**Text shown:**
Who ever thought we would all be wearing face masks? But here we are.
Wearing a mask is one way to help protect ourselves and others from the tragic coronavirus that has killed 2.23 million people worldwide, including 441,000 Americans, as of Feb. 1. Locally, more than 1,200 King County residents have died from COVID.
COVID face masks have evolved. They have taken many shapes. And one kind of mask could help some older people communicate—if the person talking to you is wearing one.
Window masks are reusable cloth face masks with a clear plastic panel. During this pandemic, window masks can help people communicate with those who are deaf or hard of hearing, learning a language, in speech therapy, or learning to read.
Those are all folks who may need and want to see someone’s mouth to help them understand what that person is saying. For most people, seeing someone’s smile can be important as well.
I coordinated a project where expert local sewers made window masks, at home on their sewing machines. We distributed these masks to organizations that wanted them. We have now turned that into an informational project about making and using window masks.
Our project (part of King County’s repair events program, currently on hold due to COVID) started making window masks last May at the request of the Children’s Therapy speech therapy clinic at Valley Medical Center in Renton.
The 399 window masks that our project made have been distributed to organizations and institutions in King County. The intent is that their staffs try a few of these out—at no cost or obligation—as a potential alternative to single-use, disposable, all-plastic clear face masks.
If the masks that we provided work for the organizations and they want more, they can try to find volunteers to make window masks for them or purchase them online.
Many options now exist for purchasing high-quality reusable cloth window masks online. Just do an online search for “window masks.” Those options did not exist when we started this project.
In working with organizations interested in window masks, we emphasize that they are not an all-purpose solution to communication challenges faced by many older people and others during COVID. Window masks are simply a tool that may work for some organizations.
Don’t quickly jump into making window masks or ask others to use them. Challenges abound for both making and using window masks.
So far, the most positive responses to the use of window masks locally have been from the speech therapy community and the Deaf/Hard-of-Hearing support community.
Here’s a Facebook comment on the City of Kirkland page in December (Kirkland helped promote our workshop) about window masks:
“I work at a school for the deaf and have been making these like crazy since June. To answer some questions – They’re not perfect, they do fog up and they are less comfortable than a cloth mask. But if it means my students can read my lips, I’ll wear them in a heartbeat. Dish soap, bar soap and anti-fog spray all really help with the fogging.”

**List of tasks:**
[A] According to the article on window masks, how many window masks did the project make?
[B] Give the part of the article on window masks that begins at the words "COVID face masks" and stops after "is wearing one.", swapping "evolved" for "changed".

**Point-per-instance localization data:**
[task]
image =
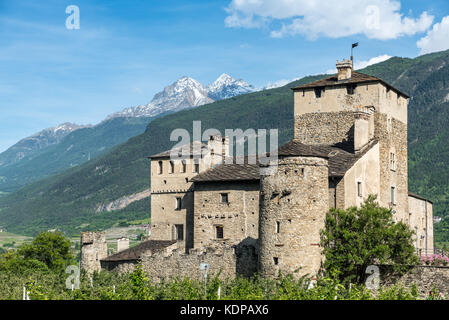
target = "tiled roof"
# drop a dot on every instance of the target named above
(414, 195)
(229, 172)
(166, 154)
(357, 77)
(135, 253)
(340, 161)
(296, 148)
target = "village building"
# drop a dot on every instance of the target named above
(350, 141)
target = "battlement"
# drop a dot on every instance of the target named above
(89, 237)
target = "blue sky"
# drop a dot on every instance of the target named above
(126, 51)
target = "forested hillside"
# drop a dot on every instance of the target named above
(69, 200)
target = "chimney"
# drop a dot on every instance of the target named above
(344, 69)
(363, 127)
(218, 147)
(122, 244)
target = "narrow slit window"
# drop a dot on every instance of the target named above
(219, 232)
(393, 189)
(183, 166)
(160, 167)
(178, 203)
(179, 232)
(350, 89)
(196, 168)
(392, 161)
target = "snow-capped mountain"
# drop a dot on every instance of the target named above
(182, 94)
(36, 142)
(227, 87)
(187, 93)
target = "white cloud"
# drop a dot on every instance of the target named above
(365, 63)
(436, 39)
(278, 83)
(376, 19)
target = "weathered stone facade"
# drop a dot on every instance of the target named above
(350, 141)
(226, 260)
(93, 249)
(293, 206)
(231, 206)
(172, 199)
(420, 219)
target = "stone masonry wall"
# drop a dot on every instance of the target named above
(325, 128)
(93, 249)
(224, 260)
(393, 139)
(239, 217)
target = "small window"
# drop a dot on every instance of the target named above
(179, 232)
(196, 168)
(224, 198)
(350, 89)
(219, 232)
(183, 166)
(160, 167)
(178, 203)
(393, 201)
(392, 161)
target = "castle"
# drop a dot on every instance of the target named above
(350, 141)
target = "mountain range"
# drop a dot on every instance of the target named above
(70, 200)
(54, 149)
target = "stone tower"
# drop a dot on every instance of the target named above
(353, 111)
(172, 198)
(293, 206)
(93, 249)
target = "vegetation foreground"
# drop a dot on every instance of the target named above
(135, 286)
(46, 269)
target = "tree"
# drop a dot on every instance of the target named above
(355, 238)
(48, 249)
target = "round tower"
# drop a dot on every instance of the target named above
(293, 205)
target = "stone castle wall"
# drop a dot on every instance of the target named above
(392, 136)
(325, 128)
(226, 261)
(294, 202)
(424, 277)
(93, 249)
(239, 217)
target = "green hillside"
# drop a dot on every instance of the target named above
(75, 149)
(69, 200)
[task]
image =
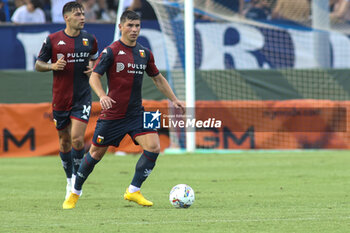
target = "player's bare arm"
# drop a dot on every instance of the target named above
(43, 66)
(96, 85)
(164, 87)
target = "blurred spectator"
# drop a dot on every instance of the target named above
(232, 5)
(144, 9)
(257, 10)
(102, 11)
(339, 11)
(56, 10)
(15, 4)
(296, 10)
(90, 10)
(29, 13)
(2, 12)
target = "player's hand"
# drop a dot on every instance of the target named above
(60, 64)
(179, 105)
(88, 71)
(106, 102)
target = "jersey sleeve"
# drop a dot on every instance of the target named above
(46, 50)
(104, 61)
(94, 51)
(151, 69)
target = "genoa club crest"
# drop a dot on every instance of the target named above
(142, 53)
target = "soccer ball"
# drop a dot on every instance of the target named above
(181, 196)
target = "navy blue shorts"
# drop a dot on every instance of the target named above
(80, 112)
(111, 132)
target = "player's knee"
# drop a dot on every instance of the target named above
(155, 148)
(65, 145)
(97, 153)
(78, 143)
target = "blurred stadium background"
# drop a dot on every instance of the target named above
(276, 72)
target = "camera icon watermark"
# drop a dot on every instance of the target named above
(151, 120)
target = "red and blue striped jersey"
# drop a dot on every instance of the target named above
(71, 84)
(125, 66)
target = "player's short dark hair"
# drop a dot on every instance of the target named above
(70, 6)
(129, 15)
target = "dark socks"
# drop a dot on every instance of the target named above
(87, 165)
(67, 163)
(144, 167)
(77, 156)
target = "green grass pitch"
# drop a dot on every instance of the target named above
(282, 192)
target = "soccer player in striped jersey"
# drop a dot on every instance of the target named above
(125, 62)
(72, 52)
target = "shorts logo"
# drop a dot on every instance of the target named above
(142, 53)
(100, 139)
(151, 120)
(120, 66)
(85, 42)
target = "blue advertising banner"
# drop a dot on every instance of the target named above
(218, 46)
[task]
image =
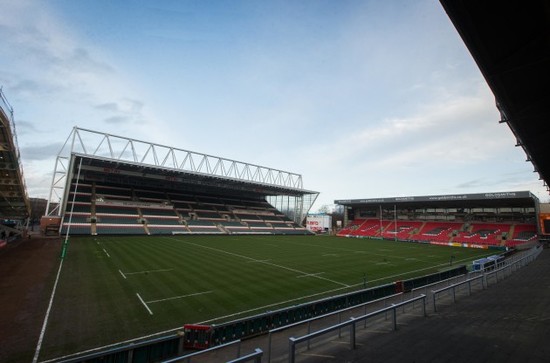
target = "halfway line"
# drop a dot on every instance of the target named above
(179, 297)
(146, 272)
(260, 261)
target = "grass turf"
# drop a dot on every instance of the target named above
(116, 288)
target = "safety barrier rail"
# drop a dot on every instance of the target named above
(352, 325)
(485, 277)
(453, 288)
(318, 318)
(187, 357)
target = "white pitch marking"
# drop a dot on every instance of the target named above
(267, 263)
(318, 355)
(310, 275)
(179, 297)
(146, 272)
(122, 273)
(144, 304)
(260, 308)
(43, 330)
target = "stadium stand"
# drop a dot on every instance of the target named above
(490, 234)
(109, 209)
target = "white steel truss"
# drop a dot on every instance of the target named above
(106, 146)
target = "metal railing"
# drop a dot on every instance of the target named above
(320, 317)
(484, 278)
(352, 326)
(453, 288)
(256, 357)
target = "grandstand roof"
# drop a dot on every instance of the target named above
(94, 156)
(520, 199)
(510, 41)
(133, 174)
(14, 201)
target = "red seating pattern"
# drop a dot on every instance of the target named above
(474, 233)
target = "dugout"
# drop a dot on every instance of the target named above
(491, 219)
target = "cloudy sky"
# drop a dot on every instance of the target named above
(362, 98)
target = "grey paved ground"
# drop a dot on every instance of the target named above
(507, 322)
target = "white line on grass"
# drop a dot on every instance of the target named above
(148, 271)
(260, 261)
(310, 275)
(144, 304)
(179, 297)
(227, 316)
(43, 330)
(122, 273)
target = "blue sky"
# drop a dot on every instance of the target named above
(362, 98)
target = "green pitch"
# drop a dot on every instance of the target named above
(112, 289)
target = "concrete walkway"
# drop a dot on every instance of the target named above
(507, 322)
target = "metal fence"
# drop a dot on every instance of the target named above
(352, 325)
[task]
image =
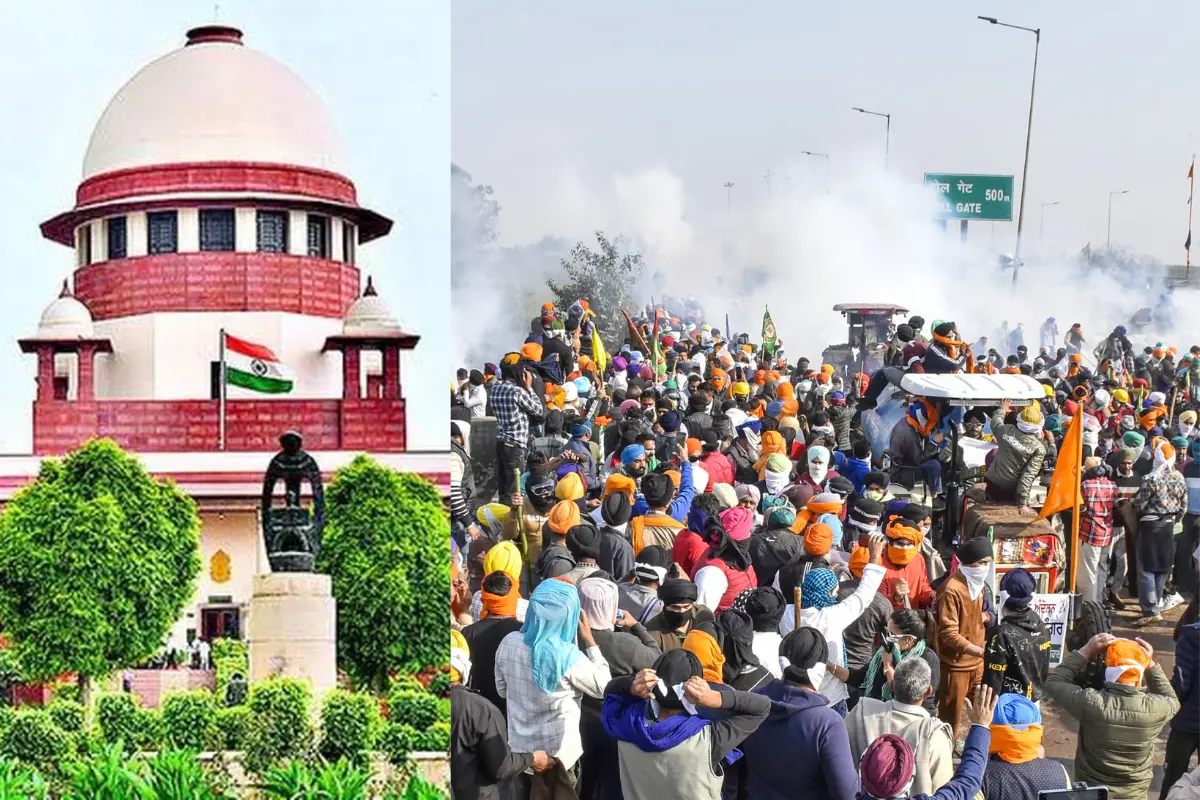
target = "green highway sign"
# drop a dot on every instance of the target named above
(972, 197)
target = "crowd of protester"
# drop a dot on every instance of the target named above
(696, 579)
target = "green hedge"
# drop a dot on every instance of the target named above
(33, 738)
(66, 714)
(439, 684)
(281, 727)
(415, 709)
(233, 727)
(348, 726)
(436, 739)
(396, 741)
(190, 720)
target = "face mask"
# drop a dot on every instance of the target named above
(975, 576)
(675, 619)
(900, 555)
(816, 674)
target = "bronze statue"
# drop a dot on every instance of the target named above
(292, 534)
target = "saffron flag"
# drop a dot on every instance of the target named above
(598, 353)
(1066, 489)
(768, 334)
(255, 367)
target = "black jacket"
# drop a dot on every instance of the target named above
(1018, 655)
(479, 749)
(771, 549)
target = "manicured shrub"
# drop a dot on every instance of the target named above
(118, 719)
(439, 684)
(190, 720)
(281, 727)
(66, 714)
(417, 709)
(396, 741)
(33, 738)
(436, 739)
(21, 781)
(150, 732)
(348, 726)
(233, 727)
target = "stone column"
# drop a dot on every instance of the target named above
(351, 373)
(87, 361)
(391, 372)
(46, 373)
(292, 629)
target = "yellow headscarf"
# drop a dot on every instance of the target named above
(460, 656)
(504, 558)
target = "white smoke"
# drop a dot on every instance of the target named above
(871, 239)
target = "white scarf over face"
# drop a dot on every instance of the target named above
(819, 471)
(976, 577)
(775, 481)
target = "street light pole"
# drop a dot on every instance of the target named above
(1029, 134)
(1042, 222)
(887, 140)
(820, 155)
(1108, 238)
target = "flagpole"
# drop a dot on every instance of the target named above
(1192, 188)
(221, 397)
(1079, 500)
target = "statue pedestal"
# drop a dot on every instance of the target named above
(292, 629)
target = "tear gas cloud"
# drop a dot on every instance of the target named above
(798, 252)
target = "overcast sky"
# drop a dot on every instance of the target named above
(727, 91)
(381, 66)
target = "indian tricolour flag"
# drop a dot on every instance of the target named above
(255, 367)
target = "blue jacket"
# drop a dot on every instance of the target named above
(1186, 679)
(802, 750)
(681, 505)
(856, 470)
(969, 775)
(1192, 476)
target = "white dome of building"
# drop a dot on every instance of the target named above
(370, 316)
(66, 318)
(214, 100)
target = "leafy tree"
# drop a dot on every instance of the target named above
(605, 277)
(387, 545)
(96, 563)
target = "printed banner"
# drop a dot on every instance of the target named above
(1054, 611)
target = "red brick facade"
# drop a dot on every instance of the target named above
(217, 281)
(373, 425)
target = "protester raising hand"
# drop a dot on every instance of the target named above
(981, 707)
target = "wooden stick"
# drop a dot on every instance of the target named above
(797, 597)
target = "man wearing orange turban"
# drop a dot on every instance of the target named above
(772, 443)
(1120, 723)
(906, 583)
(531, 350)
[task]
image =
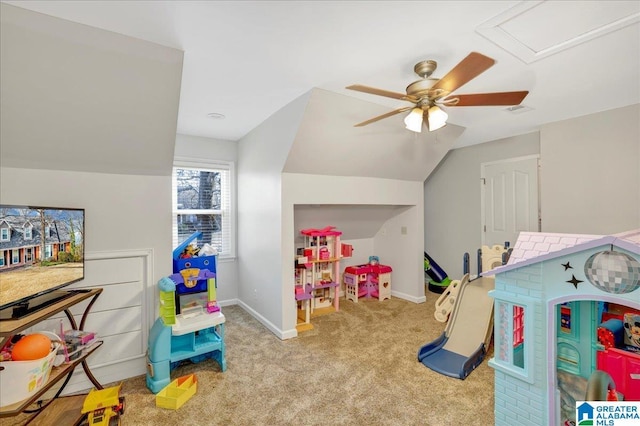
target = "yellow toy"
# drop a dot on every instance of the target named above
(104, 406)
(176, 393)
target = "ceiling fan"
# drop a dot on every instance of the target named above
(430, 94)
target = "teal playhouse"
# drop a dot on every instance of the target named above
(566, 325)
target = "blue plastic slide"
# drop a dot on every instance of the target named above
(463, 345)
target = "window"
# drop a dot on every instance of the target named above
(202, 202)
(513, 353)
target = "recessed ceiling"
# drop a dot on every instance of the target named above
(533, 30)
(247, 60)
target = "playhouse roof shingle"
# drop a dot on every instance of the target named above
(534, 247)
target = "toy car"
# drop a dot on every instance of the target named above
(104, 407)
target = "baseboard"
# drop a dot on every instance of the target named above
(283, 335)
(408, 297)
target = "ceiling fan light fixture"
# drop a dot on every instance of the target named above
(413, 121)
(437, 118)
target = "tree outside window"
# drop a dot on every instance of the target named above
(202, 203)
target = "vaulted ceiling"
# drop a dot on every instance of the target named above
(246, 60)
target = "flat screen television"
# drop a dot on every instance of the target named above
(41, 251)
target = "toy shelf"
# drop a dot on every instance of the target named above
(317, 274)
(325, 285)
(191, 344)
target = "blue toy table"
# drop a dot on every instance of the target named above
(193, 338)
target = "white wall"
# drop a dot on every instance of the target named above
(403, 252)
(590, 180)
(452, 200)
(201, 148)
(261, 157)
(127, 217)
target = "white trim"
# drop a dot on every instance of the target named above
(483, 187)
(282, 334)
(494, 32)
(150, 298)
(195, 162)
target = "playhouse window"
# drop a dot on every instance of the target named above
(518, 336)
(513, 333)
(202, 201)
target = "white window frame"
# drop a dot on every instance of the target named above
(228, 211)
(28, 232)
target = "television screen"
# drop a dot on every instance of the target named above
(41, 251)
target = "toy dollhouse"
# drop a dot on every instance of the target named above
(566, 315)
(317, 274)
(370, 280)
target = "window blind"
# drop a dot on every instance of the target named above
(202, 203)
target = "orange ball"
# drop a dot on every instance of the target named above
(30, 347)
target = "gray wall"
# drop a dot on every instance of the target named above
(452, 200)
(261, 157)
(590, 176)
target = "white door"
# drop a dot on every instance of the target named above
(510, 202)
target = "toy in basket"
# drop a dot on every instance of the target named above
(21, 379)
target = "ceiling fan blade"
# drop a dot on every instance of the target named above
(488, 99)
(380, 92)
(469, 68)
(380, 117)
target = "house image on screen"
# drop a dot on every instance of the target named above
(566, 306)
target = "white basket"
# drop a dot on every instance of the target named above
(21, 379)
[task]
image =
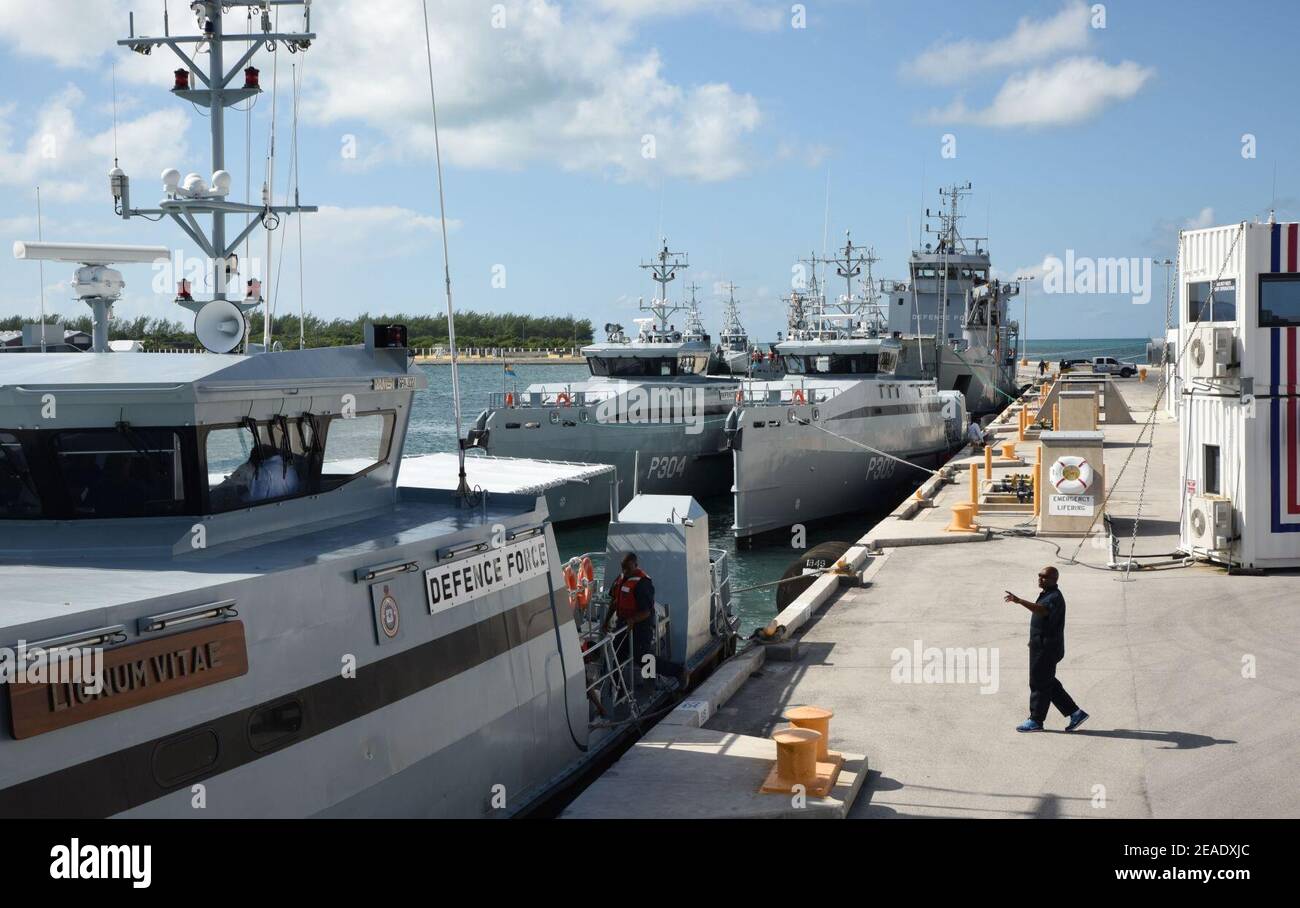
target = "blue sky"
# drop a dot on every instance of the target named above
(1104, 141)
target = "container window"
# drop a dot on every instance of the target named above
(1210, 458)
(1279, 301)
(1199, 303)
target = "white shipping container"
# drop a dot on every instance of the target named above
(1239, 319)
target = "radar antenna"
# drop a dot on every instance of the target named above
(663, 269)
(216, 90)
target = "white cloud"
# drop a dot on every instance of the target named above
(1203, 219)
(1031, 40)
(555, 86)
(69, 163)
(1066, 93)
(560, 83)
(745, 13)
(365, 234)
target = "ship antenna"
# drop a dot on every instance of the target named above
(268, 194)
(463, 487)
(42, 275)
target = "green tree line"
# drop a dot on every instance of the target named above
(473, 329)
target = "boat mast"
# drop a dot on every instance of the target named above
(194, 195)
(849, 264)
(663, 268)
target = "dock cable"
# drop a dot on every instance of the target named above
(1171, 562)
(874, 450)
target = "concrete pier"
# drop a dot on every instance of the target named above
(1190, 674)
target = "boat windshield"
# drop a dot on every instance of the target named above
(18, 496)
(629, 367)
(837, 363)
(129, 472)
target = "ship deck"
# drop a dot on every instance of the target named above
(39, 588)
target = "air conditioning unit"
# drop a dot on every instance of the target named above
(1209, 522)
(1212, 353)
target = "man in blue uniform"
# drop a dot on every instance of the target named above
(1047, 648)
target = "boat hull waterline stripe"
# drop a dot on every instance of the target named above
(124, 779)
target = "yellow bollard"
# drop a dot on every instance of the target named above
(796, 759)
(963, 520)
(815, 718)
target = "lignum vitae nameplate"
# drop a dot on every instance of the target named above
(134, 674)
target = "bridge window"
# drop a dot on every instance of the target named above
(18, 494)
(120, 472)
(631, 367)
(355, 446)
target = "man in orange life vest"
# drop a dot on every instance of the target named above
(632, 600)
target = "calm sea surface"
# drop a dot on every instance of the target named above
(433, 429)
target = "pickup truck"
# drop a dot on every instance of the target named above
(1106, 364)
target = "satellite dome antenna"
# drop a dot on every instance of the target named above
(95, 282)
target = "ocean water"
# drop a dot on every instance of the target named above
(758, 562)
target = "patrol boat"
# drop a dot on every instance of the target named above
(221, 602)
(841, 431)
(650, 409)
(953, 316)
(736, 354)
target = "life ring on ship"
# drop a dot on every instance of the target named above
(1070, 475)
(580, 579)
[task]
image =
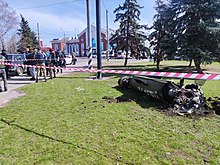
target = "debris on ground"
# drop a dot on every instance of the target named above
(214, 103)
(179, 99)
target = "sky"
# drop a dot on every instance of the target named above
(59, 18)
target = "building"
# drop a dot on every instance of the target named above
(79, 44)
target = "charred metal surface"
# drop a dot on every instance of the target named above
(182, 100)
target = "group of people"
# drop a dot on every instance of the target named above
(3, 71)
(45, 62)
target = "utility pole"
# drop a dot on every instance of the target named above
(89, 52)
(38, 34)
(98, 33)
(64, 46)
(107, 51)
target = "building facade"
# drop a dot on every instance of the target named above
(79, 45)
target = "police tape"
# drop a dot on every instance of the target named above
(130, 72)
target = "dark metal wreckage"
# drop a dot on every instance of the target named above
(188, 99)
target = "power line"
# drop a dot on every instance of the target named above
(49, 5)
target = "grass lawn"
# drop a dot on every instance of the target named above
(169, 66)
(68, 121)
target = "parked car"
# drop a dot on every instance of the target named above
(16, 59)
(120, 55)
(68, 59)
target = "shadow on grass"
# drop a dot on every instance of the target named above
(152, 67)
(10, 123)
(140, 98)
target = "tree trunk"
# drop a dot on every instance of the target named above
(190, 62)
(197, 62)
(126, 59)
(158, 64)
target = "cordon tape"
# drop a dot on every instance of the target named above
(130, 72)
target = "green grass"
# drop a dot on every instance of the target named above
(67, 121)
(170, 66)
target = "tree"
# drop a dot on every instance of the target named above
(162, 38)
(28, 38)
(188, 25)
(8, 21)
(128, 16)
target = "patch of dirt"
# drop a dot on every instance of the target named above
(116, 100)
(214, 103)
(6, 97)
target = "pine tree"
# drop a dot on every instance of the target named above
(28, 38)
(187, 26)
(162, 38)
(128, 16)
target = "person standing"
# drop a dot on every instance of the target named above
(6, 66)
(31, 61)
(3, 73)
(40, 63)
(74, 58)
(52, 63)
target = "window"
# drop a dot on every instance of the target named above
(82, 49)
(56, 47)
(77, 49)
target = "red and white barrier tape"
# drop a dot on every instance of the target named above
(143, 73)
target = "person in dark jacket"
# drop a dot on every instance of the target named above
(52, 63)
(40, 64)
(3, 74)
(6, 66)
(31, 61)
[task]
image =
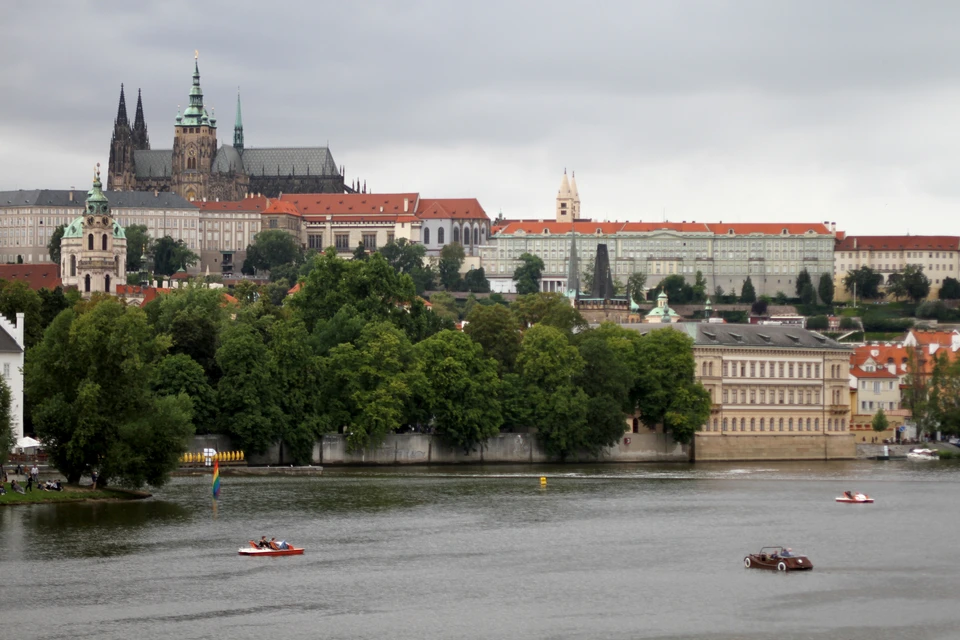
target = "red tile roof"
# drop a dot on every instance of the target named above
(280, 207)
(258, 203)
(899, 243)
(37, 275)
(455, 208)
(352, 203)
(769, 228)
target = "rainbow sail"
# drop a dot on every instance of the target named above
(216, 478)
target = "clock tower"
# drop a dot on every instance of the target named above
(194, 144)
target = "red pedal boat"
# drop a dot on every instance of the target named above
(254, 550)
(855, 497)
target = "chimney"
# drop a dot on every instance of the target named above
(19, 327)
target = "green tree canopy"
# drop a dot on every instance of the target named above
(825, 288)
(748, 294)
(88, 382)
(950, 289)
(462, 389)
(138, 245)
(637, 286)
(170, 255)
(863, 282)
(273, 248)
(497, 330)
(803, 279)
(665, 391)
(451, 260)
(53, 247)
(527, 275)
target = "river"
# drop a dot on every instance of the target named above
(603, 551)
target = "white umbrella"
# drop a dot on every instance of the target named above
(27, 442)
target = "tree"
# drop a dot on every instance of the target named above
(6, 422)
(665, 391)
(825, 288)
(950, 289)
(138, 243)
(462, 389)
(88, 385)
(880, 422)
(803, 279)
(527, 275)
(476, 281)
(547, 365)
(863, 282)
(637, 287)
(53, 247)
(497, 330)
(247, 392)
(169, 256)
(747, 293)
(552, 309)
(451, 260)
(273, 248)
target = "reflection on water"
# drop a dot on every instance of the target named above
(603, 551)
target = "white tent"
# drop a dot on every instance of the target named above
(27, 443)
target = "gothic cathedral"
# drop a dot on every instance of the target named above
(199, 168)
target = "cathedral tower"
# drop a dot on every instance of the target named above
(120, 170)
(568, 200)
(194, 144)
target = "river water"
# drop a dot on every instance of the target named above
(604, 551)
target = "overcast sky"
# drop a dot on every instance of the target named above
(708, 111)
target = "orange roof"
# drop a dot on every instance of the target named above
(769, 228)
(899, 243)
(282, 208)
(684, 227)
(43, 275)
(258, 203)
(352, 203)
(456, 208)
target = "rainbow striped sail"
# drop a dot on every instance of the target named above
(216, 478)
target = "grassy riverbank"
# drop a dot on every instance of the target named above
(69, 494)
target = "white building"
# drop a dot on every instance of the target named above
(11, 367)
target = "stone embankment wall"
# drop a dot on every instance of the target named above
(507, 448)
(794, 447)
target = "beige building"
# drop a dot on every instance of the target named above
(771, 254)
(938, 255)
(777, 392)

**Task answers:**
[A] 399

[B]
COVID face masks have changed. They have taken many shapes. And one kind of mask could help some older people communicate—if the person talking to you is wearing one.